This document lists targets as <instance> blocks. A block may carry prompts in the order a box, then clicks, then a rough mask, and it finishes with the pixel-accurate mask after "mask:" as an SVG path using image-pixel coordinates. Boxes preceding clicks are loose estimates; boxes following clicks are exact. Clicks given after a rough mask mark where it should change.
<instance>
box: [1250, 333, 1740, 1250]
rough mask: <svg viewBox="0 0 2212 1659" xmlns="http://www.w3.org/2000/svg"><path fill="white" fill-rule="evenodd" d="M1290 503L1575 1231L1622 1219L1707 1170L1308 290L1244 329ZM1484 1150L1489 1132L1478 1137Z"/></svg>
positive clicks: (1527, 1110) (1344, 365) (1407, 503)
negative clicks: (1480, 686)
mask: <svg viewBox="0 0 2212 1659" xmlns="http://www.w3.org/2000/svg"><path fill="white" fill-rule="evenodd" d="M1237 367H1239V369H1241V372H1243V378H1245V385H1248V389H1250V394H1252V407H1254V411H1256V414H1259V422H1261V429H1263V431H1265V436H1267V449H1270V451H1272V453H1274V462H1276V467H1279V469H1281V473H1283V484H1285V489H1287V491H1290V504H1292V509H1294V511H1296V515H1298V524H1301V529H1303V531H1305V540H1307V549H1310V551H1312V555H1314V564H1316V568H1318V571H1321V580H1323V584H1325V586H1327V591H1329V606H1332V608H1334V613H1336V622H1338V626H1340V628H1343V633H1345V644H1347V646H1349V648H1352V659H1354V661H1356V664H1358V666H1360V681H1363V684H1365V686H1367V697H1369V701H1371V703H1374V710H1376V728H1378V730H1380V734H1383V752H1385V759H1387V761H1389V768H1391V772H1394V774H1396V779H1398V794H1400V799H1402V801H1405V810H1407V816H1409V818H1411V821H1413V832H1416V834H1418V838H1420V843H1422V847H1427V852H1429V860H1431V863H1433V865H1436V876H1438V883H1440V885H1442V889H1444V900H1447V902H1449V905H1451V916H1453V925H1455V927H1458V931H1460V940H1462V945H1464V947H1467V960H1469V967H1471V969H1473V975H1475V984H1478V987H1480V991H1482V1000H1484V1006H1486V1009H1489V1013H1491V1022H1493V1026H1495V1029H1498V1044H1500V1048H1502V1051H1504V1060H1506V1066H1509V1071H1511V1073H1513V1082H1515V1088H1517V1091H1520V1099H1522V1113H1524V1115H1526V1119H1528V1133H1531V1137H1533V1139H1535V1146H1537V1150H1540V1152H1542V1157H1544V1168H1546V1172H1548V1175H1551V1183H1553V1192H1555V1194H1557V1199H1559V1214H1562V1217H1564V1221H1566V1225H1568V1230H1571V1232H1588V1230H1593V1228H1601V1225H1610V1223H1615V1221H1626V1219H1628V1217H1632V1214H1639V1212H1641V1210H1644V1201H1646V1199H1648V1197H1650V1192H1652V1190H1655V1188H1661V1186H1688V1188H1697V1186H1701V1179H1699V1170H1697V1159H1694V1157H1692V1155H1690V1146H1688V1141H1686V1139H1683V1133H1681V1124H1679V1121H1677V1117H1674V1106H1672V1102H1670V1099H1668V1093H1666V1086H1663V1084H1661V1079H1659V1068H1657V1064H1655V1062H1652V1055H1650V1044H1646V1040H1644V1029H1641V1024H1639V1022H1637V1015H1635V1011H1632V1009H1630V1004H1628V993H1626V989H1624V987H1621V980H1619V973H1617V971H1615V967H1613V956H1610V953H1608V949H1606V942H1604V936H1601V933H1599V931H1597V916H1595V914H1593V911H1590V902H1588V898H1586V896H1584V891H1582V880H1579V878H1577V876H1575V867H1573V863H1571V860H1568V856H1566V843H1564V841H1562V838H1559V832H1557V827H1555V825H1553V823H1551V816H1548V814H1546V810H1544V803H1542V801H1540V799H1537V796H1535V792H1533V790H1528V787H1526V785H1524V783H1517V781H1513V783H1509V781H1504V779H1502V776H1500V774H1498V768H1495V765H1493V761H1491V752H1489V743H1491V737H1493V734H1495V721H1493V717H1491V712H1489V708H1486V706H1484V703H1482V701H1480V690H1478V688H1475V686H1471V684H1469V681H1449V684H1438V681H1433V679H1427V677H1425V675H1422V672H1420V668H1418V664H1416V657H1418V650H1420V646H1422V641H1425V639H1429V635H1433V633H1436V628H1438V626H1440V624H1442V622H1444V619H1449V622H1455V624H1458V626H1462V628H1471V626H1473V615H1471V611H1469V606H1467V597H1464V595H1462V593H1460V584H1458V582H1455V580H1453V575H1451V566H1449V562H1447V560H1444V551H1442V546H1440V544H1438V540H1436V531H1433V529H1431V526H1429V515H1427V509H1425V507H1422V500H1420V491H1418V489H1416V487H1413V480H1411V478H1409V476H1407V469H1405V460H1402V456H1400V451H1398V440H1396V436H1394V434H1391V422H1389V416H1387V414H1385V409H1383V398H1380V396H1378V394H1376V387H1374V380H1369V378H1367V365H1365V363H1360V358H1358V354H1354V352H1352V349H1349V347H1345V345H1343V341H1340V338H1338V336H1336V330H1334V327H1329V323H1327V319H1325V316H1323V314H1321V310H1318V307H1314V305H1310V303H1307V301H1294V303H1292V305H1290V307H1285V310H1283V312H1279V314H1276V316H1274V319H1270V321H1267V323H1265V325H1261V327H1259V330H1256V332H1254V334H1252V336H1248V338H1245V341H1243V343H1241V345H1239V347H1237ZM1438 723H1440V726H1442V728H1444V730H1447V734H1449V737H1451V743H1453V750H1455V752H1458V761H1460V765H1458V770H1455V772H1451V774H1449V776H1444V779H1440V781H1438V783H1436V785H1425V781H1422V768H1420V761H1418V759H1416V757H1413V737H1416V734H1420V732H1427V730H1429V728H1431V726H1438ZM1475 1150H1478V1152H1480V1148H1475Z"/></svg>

▶ _ABOUT THIS TASK_: Reproduce all of the records above, switching every occurrence of "positive clicks" to "foreground clicks" and leaving everything else unchanged.

▶ _ANSWER_:
This document lists targets as <instance> blocks. A block may carry prompts in the order a box, then clicks, then a rough mask, and it finishes with the pixel-accurate mask after "mask:" as an SVG path using image-pixel coordinates. Boxes preceding clicks are loose estimates; boxes following clicks are exact. Clicks given after a rough mask mark where it should change.
<instance>
box: [1250, 333, 1740, 1250]
rough mask: <svg viewBox="0 0 2212 1659" xmlns="http://www.w3.org/2000/svg"><path fill="white" fill-rule="evenodd" d="M1290 503L1575 1231L1622 1219L1707 1170L1308 290L1244 329ZM1484 1150L1489 1132L1478 1137Z"/></svg>
foreground clicks: (1527, 1110) (1344, 365) (1407, 503)
negative clicks: (1480, 686)
mask: <svg viewBox="0 0 2212 1659" xmlns="http://www.w3.org/2000/svg"><path fill="white" fill-rule="evenodd" d="M1237 367H1239V369H1241V372H1243V378H1245V385H1248V389H1250V394H1252V407H1254V411H1256V414H1259V422H1261V429H1263V431H1265V436H1267V449H1270V451H1272V453H1274V462H1276V467H1279V469H1281V473H1283V484H1285V489H1287V491H1290V504H1292V509H1294V511H1296V515H1298V524H1301V529H1303V531H1305V540H1307V549H1310V551H1312V555H1314V564H1316V568H1318V571H1321V580H1323V584H1325V586H1327V591H1329V606H1332V608H1334V613H1336V622H1338V626H1340V628H1343V633H1345V644H1347V646H1349V648H1352V659H1354V661H1356V664H1358V666H1360V681H1363V684H1365V686H1367V697H1369V701H1371V703H1374V710H1376V728H1378V730H1380V734H1383V752H1385V759H1387V761H1389V768H1391V772H1394V774H1396V779H1398V794H1400V799H1402V801H1405V810H1407V816H1409V818H1411V821H1413V832H1416V834H1418V838H1420V843H1422V847H1427V852H1429V860H1431V863H1433V865H1436V876H1438V883H1440V885H1442V889H1444V900H1447V902H1449V905H1451V916H1453V925H1455V927H1458V931H1460V940H1462V945H1464V947H1467V960H1469V967H1471V969H1473V975H1475V984H1478V987H1480V991H1482V1000H1484V1006H1486V1009H1489V1013H1491V1022H1493V1026H1495V1029H1498V1044H1500V1048H1502V1051H1504V1060H1506V1066H1509V1071H1511V1073H1513V1082H1515V1088H1517V1091H1520V1099H1522V1113H1524V1115H1526V1119H1528V1133H1531V1137H1533V1139H1535V1146H1537V1150H1540V1152H1542V1157H1544V1168H1546V1172H1548V1175H1551V1183H1553V1192H1555V1194H1557V1199H1559V1214H1562V1217H1564V1221H1566V1225H1568V1230H1571V1232H1588V1230H1593V1228H1601V1225H1610V1223H1615V1221H1626V1219H1628V1217H1632V1214H1639V1212H1641V1210H1644V1201H1646V1199H1648V1197H1650V1192H1652V1190H1655V1188H1661V1186H1688V1188H1697V1186H1701V1179H1699V1170H1697V1159H1694V1157H1692V1155H1690V1146H1688V1141H1686V1139H1683V1133H1681V1124H1679V1121H1677V1117H1674V1106H1672V1102H1670V1099H1668V1093H1666V1086H1663V1084H1661V1079H1659V1068H1657V1064H1655V1062H1652V1055H1650V1044H1646V1040H1644V1029H1641V1024H1639V1022H1637V1015H1635V1011H1632V1009H1630V1004H1628V993H1626V989H1624V987H1621V980H1619V973H1617V971H1615V967H1613V956H1610V953H1608V949H1606V942H1604V936H1601V933H1599V931H1597V916H1595V914H1593V911H1590V902H1588V898H1586V896H1584V891H1582V880H1579V878H1577V876H1575V867H1573V863H1571V860H1568V856H1566V843H1564V841H1562V838H1559V832H1557V827H1555V825H1553V823H1551V816H1548V814H1546V810H1544V803H1542V801H1540V799H1537V796H1535V792H1533V790H1528V787H1526V785H1524V783H1517V781H1513V783H1509V781H1504V779H1502V776H1500V774H1498V768H1495V765H1493V761H1491V752H1489V743H1491V737H1493V734H1495V721H1493V717H1491V712H1489V708H1486V706H1484V703H1482V701H1480V690H1478V688H1475V686H1471V684H1469V681H1449V684H1438V681H1433V679H1427V677H1425V675H1422V672H1420V668H1418V664H1416V657H1418V650H1420V646H1422V641H1425V639H1429V635H1433V633H1436V628H1438V626H1440V624H1442V622H1444V619H1449V622H1455V624H1458V626H1462V628H1471V626H1473V615H1471V611H1469V606H1467V597H1464V595H1462V593H1460V584H1458V582H1455V580H1453V575H1451V566H1449V562H1447V560H1444V551H1442V546H1440V544H1438V540H1436V531H1433V529H1431V526H1429V515H1427V509H1425V507H1422V500H1420V491H1418V489H1416V487H1413V480H1411V478H1409V476H1407V469H1405V460H1402V456H1400V451H1398V440H1396V436H1394V434H1391V422H1389V416H1387V414H1385V409H1383V398H1380V396H1378V394H1376V387H1374V380H1369V378H1367V365H1365V363H1360V358H1358V354H1354V352H1352V349H1349V347H1345V345H1343V341H1340V338H1338V336H1336V330H1334V327H1329V323H1327V319H1325V316H1323V314H1321V310H1318V307H1314V305H1310V303H1307V301H1294V303H1292V305H1290V307H1285V310H1283V312H1279V314H1276V316H1274V319H1270V321H1267V323H1265V325H1261V327H1259V330H1256V332H1254V334H1252V336H1248V338H1245V341H1243V343H1241V345H1239V347H1237ZM1438 723H1440V726H1442V728H1444V730H1447V734H1449V737H1451V743H1453V750H1455V752H1458V761H1460V765H1458V770H1455V772H1451V774H1449V776H1444V779H1440V781H1438V783H1436V785H1425V781H1422V768H1420V761H1418V759H1416V757H1413V737H1416V734H1420V732H1427V730H1429V728H1431V726H1438ZM1475 1150H1478V1152H1480V1148H1475Z"/></svg>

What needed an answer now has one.